## TASK BRIEF
Rewrite the rows from the line that contains "Could you point out the white" through the last one, changing "baseboard" to "skirting board" and leaving everything else untouched.

## DATASET ENTRIES
◆ ◆ ◆ ◆ ◆
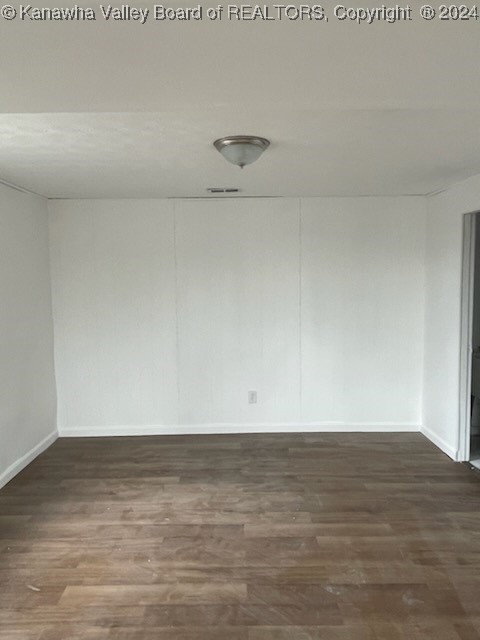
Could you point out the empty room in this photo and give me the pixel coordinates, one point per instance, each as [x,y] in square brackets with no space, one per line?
[239,322]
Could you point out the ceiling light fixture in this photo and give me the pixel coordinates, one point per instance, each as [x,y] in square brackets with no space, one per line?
[241,150]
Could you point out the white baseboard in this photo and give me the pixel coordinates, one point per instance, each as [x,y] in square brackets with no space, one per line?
[440,443]
[22,462]
[219,428]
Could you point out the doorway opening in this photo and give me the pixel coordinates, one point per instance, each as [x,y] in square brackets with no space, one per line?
◆ ◆ ◆ ◆ ◆
## FINAL ANSWER
Could you point out the white skirting board in this photo and give me the pixel coordinates, one point per instance, each as [x,y] in square brackets with no space, one per line?
[440,443]
[22,462]
[219,428]
Could you point out the doorway opening in this photo and give me the pixel coordinates, one point per instance, each as [x,y] in square brackets with no space, one per line?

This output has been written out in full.